Information provided:
+++++
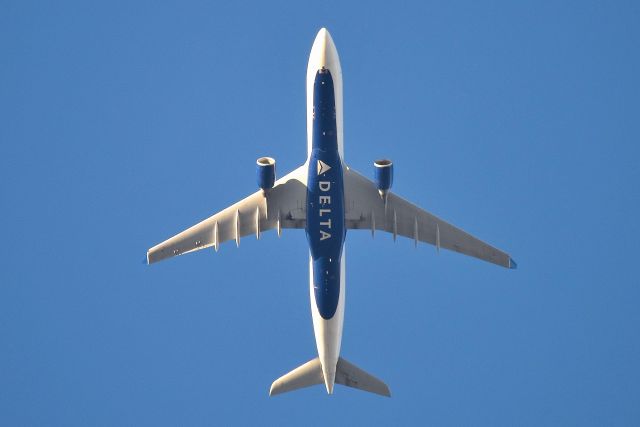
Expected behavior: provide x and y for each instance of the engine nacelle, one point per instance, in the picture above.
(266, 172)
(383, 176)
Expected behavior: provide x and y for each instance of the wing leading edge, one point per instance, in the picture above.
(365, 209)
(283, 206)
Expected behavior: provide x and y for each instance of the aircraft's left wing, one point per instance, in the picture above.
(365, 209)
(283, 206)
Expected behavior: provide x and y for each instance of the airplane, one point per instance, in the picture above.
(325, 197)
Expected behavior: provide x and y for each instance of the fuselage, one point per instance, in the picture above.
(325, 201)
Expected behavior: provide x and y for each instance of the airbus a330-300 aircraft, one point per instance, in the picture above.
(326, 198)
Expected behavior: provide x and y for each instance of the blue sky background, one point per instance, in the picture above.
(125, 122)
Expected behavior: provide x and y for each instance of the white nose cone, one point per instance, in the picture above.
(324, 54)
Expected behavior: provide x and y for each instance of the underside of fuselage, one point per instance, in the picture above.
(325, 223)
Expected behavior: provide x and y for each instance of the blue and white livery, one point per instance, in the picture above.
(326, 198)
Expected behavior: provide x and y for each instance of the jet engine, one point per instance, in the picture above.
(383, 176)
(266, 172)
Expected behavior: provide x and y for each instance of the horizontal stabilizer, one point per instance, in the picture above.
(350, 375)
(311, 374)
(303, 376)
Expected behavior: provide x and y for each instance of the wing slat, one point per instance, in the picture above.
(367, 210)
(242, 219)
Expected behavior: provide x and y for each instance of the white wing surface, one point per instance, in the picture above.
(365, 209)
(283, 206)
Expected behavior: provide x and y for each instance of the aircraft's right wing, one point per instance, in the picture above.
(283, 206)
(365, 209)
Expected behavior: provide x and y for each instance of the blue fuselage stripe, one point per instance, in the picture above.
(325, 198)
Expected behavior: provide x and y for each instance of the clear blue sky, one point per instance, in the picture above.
+++++
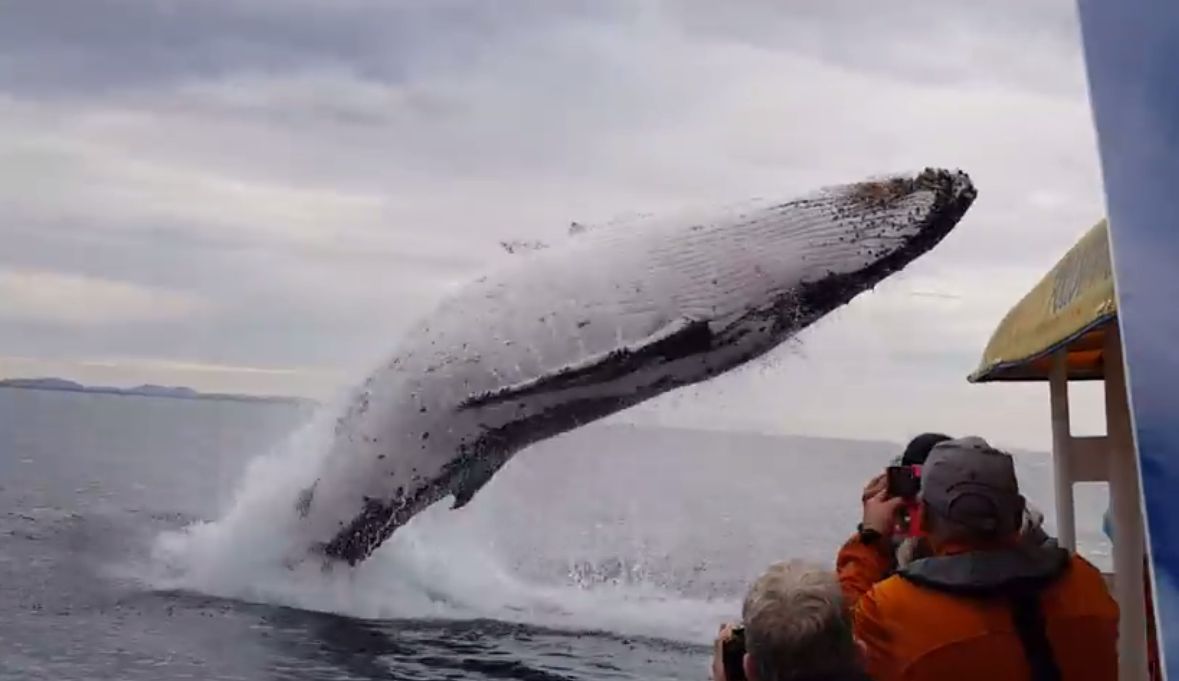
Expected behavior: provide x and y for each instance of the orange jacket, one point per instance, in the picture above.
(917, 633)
+++++
Directions for this task:
Pull out every line in the material above that contains the string "wing", matching uppercase and lowercase exactly.

Answer to the problem:
Expected behavior: provide x and y for each instance of the wing leading edge, one point per instance, in the picture above.
Expected behavior: provide x and y for each instance of the aircraft's left wing, one point per instance, in the picture above.
Expected behavior: provide x and y for each instance of the wing slat, one point per instance, in the picture above.
Expected behavior: provide x and y for each instance of the white wing surface, one point per instance, in the picture above.
Expected behavior: provide x and y for each instance of the aircraft's right wing, one point per instance, in the picture above.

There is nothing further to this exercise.